PASSAGE GIVEN:
Other, more straightforward technology mechanisms can also be considered AI: software brains driving and manoeuvring a robot body, for instance, or a program running on the internet.

But how do you actually go about determining if those mechanisms are intelligent or not?
A good question. Intelligence as a concept is subjective and hard to definitively pin down.

What about the Turing Test? Doesn’t that prove when machines are artificially intelligent?
The Turing Test was the brainchild of the English mathematician Alan Turing who, all the way back in the 1940s, was interested in the notion of intelligent machines and whether machines can think.

In a paper published in 1950, Turing set out an idea, not of testing whether a machine is actually thinking – he decided it was simply too subjective and difficult a concept to pin down – but whether a machine can at least appear to be thinking, when judged by a human.

The test he proposed was for a human judge to converse separately with one machine and one human via a text terminal and then have to decide which was which.

If the judge did not consistently identify the machine as a machine, it would have succeeded in appearing human and thereby passed the test.

Since 1991 the Loebner Prize for artificial intelligence, sponsored by US inventor Hugh Loebner, has run versions of the Turing Test with AI chat programs pitting their digital wits against human interrogators.

While machines regularly fool judges into thinking they’re human, these days the Turing Test is considered by some in the AI field as an interesting experiment or a tick in a clever box but not much more a sign of intelligence than when Big Blue beat Garry Kasparov.

What’s this about Big Blue?
Back in 1957 another early AI pioneer, Simon Herbert, predicted a machine would beat a human chess champion within a decade.

His prediction came true – albeit 30 years later – when IBM’s Deep Blue supercomputer beat world chess champion Garry Kasparov in 1997.


IBM’s Deep Blue
(Photo credit: Pedro Villavicencio via Flickr.com under the following Creative Commons licence)

So did the match herald the era of intelligent machines has arrived? Not exactly. Let’s just say the prevailing sentiment became more that just being able to play chess was not a sign of genuine artificial intelligence and was instead more a matter of brute processing force and good engineering.

In essence, Deep Blue is an example of narrow AI: a system designed to carry out a specific application rather than to exhibit the kind of general intelligence we humans have.

Narrow AIs are where a lot of real world examples of AI can be found.

What sort of examples?
AI applications have found their way into many systems underpinning Western society.

If you take a broad view of what AI is, it’s possible to count hundreds of apps in use throughout our infrastructure – from intelligent algorithms routing comms data, to computer-assisted design that produces sophisticated gadgetry, to autopilot programs that fly and land aeroplanes – that developments from more than half a century of AI research have contributed to.

Many very modern applications such as web services are essentially made possible by aspects of AI research too.

EXERCISES TO COMPLETE:
a – From the passage on artificial intelligence, reproduce word for word the text starting with "Other, more straightforward" and going on through "machines can think.".
b – According to the passage on artificial intelligence, who sponsors the Loebner Prize?

DATASET RECORDS:
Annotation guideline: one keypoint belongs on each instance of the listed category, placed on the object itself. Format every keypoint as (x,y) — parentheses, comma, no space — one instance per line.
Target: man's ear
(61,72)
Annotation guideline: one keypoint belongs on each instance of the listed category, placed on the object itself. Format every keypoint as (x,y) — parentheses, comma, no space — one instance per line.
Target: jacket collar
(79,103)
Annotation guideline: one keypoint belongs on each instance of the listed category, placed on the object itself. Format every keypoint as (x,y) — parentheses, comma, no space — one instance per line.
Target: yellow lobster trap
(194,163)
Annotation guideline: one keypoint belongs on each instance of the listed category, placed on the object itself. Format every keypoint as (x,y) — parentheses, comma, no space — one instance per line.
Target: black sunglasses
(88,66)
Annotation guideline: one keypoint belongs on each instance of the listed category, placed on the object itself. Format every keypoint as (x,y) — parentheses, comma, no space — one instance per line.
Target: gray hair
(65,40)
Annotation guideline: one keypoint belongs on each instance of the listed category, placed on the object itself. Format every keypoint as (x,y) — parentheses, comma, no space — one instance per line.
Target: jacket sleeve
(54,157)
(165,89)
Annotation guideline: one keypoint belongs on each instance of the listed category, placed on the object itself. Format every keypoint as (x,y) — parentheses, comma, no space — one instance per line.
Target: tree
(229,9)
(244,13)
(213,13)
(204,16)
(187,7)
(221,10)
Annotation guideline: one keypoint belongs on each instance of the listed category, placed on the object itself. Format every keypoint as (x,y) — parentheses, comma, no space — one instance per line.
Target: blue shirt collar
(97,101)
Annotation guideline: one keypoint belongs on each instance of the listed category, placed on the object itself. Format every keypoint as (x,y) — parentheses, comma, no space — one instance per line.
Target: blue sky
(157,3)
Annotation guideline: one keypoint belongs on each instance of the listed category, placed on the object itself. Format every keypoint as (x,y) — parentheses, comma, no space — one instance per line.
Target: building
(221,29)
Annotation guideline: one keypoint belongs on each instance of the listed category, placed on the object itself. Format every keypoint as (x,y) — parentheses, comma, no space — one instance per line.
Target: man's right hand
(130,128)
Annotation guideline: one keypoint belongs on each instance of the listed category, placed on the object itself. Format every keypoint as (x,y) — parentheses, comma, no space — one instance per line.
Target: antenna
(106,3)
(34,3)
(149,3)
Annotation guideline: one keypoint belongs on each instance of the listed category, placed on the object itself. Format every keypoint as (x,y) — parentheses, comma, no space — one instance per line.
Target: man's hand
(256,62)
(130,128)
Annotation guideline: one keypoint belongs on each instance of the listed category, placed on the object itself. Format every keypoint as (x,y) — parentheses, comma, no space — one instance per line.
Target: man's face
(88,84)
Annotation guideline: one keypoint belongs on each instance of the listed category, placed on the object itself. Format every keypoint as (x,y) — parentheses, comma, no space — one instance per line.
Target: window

SOLUTIONS TO EACH TASK:
a –
Other, more straightforward technology mechanisms can also be considered AI: software brains driving and manoeuvring a robot body, for instance, or a program running on the internet.

But how do you actually go about determining if those mechanisms are intelligent or not?
A good question. Intelligence as a concept is subjective and hard to definitively pin down.

What about the Turing Test? Doesn’t that prove when machines are artificially intelligent?
The Turing Test was the brainchild of the English mathematician Alan Turing who, all the way back in the 1940s, was interested in the notion of intelligent machines and whether machines can think.

b – US inventor Hugh Loebner